#### [Pointing records]
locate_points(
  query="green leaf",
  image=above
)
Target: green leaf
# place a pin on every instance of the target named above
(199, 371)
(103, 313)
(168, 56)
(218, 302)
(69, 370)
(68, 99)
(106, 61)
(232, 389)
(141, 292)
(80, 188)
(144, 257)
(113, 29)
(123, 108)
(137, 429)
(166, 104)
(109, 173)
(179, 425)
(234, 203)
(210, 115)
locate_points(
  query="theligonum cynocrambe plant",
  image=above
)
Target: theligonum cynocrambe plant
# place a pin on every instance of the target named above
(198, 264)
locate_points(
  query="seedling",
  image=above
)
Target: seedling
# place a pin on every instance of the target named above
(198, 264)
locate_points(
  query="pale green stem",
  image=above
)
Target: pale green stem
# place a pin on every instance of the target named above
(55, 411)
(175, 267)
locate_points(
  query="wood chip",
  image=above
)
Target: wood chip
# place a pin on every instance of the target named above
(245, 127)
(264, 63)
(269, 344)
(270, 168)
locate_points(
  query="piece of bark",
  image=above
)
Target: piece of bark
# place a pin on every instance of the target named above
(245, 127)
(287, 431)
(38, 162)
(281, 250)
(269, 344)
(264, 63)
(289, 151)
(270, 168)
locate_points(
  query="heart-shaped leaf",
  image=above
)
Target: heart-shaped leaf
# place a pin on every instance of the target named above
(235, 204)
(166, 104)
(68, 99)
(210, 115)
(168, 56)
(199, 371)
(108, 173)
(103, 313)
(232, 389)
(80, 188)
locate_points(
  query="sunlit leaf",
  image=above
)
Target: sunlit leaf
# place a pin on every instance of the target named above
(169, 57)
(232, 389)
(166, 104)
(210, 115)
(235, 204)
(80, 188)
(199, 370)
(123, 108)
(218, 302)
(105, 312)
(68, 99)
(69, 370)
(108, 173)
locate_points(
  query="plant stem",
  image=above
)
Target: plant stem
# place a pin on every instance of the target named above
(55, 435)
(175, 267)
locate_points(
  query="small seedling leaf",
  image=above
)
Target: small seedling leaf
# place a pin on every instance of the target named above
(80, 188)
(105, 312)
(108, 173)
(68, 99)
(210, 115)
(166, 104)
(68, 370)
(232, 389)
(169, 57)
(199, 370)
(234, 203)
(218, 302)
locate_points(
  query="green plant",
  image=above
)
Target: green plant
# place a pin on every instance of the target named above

#### [INSTRUCTIONS FOR THE TASK]
Output each record precisely as given.

#### [SOLUTION]
locate_points(
  query="green leaf",
  image=above
)
Target: green leaf
# place a pin on every instance of the target named above
(199, 371)
(103, 313)
(168, 56)
(218, 302)
(69, 370)
(68, 99)
(106, 61)
(232, 389)
(141, 292)
(80, 188)
(144, 257)
(113, 29)
(123, 108)
(137, 429)
(166, 104)
(109, 173)
(179, 425)
(234, 203)
(210, 115)
locate_points(
  query="theligonum cynocrambe plant",
  image=above
)
Target: theligonum cynocrambe plant
# place a pin on every instance of the target named above
(198, 264)
locate_points(
  query="seedling",
  image=above
)
Target: seedling
# place a pin on every instance of the target named above
(198, 264)
locate_points(
  query="pale green stem",
  image=above
)
Target: pale green stem
# place a pin on every instance of the target named above
(55, 411)
(175, 267)
locate_points(
  query="wood chip",
  image=above
)
Target: wood chip
# place a pin on every instance of the target named above
(245, 127)
(264, 63)
(269, 344)
(270, 168)
locate_points(
  query="piece of bark",
  image=above
)
Target: piece of bark
# place a pin on every instance of the target named above
(245, 127)
(287, 431)
(38, 162)
(281, 250)
(269, 344)
(264, 63)
(289, 151)
(270, 168)
locate_points(
  query="heart-shaped leaf",
  image=above
)
Target: heart-shaped leaf
# place a pin on every instance of the target named above
(235, 204)
(166, 104)
(68, 99)
(210, 115)
(168, 56)
(199, 371)
(108, 173)
(103, 313)
(232, 389)
(80, 188)
locate_points(
  query="sunlit leaf",
  image=above
)
Target: sunlit leaf
# place a pin on every instance of the target named above
(169, 57)
(232, 389)
(166, 104)
(210, 115)
(235, 204)
(80, 188)
(199, 370)
(123, 108)
(218, 302)
(105, 312)
(68, 99)
(69, 370)
(108, 173)
locate_points(
  query="plant stem",
  image=above
)
Target: plant stem
# place a pin on every instance of the target named above
(55, 435)
(175, 267)
locate_points(
  query="small seedling leaf",
  image=above
)
Target: small seedling leaf
# place a pin on every instance of the target named above
(80, 188)
(105, 312)
(108, 173)
(68, 99)
(210, 115)
(166, 104)
(68, 370)
(232, 389)
(169, 57)
(199, 370)
(234, 203)
(218, 302)
locate_points(
  query="green plant",
  image=above
)
Target: green plant
# place a pin on every instance of the target named above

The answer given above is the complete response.